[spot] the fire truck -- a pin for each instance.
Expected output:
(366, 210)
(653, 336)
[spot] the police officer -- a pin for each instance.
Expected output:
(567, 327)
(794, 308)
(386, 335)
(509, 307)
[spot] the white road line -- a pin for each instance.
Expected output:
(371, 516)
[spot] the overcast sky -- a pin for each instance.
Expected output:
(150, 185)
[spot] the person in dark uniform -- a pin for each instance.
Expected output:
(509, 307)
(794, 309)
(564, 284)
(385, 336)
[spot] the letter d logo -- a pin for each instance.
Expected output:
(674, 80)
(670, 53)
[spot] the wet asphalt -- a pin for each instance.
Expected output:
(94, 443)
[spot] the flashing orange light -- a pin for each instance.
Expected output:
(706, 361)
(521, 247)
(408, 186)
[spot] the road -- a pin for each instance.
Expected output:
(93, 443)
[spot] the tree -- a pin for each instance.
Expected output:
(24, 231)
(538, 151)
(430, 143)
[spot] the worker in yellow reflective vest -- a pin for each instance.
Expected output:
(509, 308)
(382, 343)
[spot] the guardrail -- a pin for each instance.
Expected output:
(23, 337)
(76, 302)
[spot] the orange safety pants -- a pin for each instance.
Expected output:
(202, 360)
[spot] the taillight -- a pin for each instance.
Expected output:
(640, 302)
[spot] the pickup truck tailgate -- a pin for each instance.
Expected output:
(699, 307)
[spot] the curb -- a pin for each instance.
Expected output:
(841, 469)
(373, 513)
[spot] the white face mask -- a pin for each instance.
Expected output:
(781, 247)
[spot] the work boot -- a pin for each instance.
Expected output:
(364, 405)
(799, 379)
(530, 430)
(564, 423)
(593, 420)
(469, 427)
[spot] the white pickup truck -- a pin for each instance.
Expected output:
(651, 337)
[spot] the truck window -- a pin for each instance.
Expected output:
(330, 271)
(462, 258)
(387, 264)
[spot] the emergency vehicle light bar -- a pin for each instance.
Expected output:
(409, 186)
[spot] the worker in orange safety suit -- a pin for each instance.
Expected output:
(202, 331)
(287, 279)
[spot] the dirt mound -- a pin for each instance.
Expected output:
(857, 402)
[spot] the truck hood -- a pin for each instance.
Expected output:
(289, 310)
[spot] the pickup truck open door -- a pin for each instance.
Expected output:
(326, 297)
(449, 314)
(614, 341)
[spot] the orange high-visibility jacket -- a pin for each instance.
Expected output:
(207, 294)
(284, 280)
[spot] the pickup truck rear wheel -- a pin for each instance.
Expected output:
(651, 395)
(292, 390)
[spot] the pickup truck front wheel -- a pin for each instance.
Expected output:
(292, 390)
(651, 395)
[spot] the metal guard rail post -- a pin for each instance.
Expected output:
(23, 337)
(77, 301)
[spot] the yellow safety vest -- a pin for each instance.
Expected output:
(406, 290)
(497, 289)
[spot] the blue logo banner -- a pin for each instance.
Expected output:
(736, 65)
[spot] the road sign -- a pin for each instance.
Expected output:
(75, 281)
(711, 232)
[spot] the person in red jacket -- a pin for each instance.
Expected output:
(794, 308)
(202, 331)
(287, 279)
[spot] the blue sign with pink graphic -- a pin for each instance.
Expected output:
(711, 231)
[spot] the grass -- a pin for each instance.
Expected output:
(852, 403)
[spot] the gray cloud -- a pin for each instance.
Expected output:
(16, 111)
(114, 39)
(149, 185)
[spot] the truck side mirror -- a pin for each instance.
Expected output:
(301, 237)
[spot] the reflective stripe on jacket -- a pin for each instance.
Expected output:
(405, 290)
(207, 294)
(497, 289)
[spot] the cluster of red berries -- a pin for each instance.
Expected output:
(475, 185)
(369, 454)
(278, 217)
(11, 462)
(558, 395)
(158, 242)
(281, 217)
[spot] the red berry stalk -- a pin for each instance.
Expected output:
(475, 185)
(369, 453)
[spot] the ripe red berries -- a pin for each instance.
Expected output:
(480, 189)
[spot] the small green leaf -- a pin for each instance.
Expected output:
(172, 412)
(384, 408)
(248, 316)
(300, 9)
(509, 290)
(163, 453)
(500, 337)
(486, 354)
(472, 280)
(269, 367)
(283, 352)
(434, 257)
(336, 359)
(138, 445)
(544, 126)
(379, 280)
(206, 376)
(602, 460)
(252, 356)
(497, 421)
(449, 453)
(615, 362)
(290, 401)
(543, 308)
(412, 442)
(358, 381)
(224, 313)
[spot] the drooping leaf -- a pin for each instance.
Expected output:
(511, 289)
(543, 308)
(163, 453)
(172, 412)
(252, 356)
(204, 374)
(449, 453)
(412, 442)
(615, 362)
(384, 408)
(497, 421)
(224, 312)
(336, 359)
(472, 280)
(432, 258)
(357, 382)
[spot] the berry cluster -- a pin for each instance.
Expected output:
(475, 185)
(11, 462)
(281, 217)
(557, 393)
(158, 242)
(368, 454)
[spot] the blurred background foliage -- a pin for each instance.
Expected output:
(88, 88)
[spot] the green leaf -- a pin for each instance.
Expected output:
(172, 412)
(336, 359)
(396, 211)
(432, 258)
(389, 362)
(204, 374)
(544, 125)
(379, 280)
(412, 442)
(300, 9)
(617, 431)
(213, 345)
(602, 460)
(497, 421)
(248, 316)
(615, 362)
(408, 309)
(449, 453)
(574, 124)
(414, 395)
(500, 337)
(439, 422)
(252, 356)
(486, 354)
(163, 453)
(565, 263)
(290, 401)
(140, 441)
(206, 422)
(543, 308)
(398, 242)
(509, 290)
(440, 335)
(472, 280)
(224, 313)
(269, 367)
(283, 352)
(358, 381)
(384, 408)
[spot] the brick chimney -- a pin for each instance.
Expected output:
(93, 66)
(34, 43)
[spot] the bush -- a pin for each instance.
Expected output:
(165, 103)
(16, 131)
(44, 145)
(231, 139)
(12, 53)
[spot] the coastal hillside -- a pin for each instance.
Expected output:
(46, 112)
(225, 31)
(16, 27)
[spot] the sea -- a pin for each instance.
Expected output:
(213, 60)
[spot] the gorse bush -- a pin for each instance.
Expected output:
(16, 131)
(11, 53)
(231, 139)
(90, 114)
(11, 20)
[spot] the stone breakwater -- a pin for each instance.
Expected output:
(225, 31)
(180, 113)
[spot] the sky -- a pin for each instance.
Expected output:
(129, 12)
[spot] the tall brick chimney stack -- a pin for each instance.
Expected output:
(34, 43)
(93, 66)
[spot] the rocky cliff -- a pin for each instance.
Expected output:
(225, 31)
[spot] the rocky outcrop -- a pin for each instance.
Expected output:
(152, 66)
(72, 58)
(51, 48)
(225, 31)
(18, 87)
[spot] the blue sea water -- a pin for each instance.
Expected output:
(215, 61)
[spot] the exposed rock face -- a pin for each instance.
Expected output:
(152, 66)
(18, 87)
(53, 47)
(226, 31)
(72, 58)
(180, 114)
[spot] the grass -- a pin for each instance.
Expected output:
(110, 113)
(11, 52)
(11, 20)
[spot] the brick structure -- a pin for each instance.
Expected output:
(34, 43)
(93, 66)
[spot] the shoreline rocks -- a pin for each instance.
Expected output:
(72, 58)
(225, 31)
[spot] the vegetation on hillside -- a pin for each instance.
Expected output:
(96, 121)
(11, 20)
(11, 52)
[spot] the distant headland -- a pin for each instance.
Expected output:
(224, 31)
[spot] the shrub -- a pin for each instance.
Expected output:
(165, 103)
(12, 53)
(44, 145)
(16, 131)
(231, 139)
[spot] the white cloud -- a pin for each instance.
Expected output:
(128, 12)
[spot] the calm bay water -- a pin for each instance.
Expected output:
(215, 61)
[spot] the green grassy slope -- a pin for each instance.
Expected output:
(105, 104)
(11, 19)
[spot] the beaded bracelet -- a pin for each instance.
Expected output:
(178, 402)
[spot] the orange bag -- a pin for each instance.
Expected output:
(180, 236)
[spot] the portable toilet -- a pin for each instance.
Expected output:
------------------------------------------------------------------------
> [WORK REQUIRED]: Locate "[spot] the vegetation" in the material, then quote the line that contains it and all lines after it through the final one.

> [THE SOLUTION]:
[spot] the vegetation on hillside -- a pin for each instance.
Expected output:
(96, 121)
(11, 20)
(11, 52)
[spot] the distant headland -- a pin for each instance.
Expected output:
(224, 31)
[spot] the shrub -- a pin for each instance.
Expected output:
(165, 103)
(12, 53)
(44, 145)
(16, 131)
(231, 139)
[spot] the white cloud -- a pin for each instance.
Expected output:
(128, 12)
[spot] the calm bay water -- a pin for each instance.
Expected output:
(215, 61)
[spot] the green grassy slope -- a pin for each instance.
Expected output:
(105, 104)
(11, 19)
[spot] the beaded bracelet -- a pin for each instance.
Expected output:
(178, 402)
[spot] the orange bag -- a pin for each instance.
Expected output:
(180, 236)
[spot] the portable toilet -- a pin for each instance.
Expected output:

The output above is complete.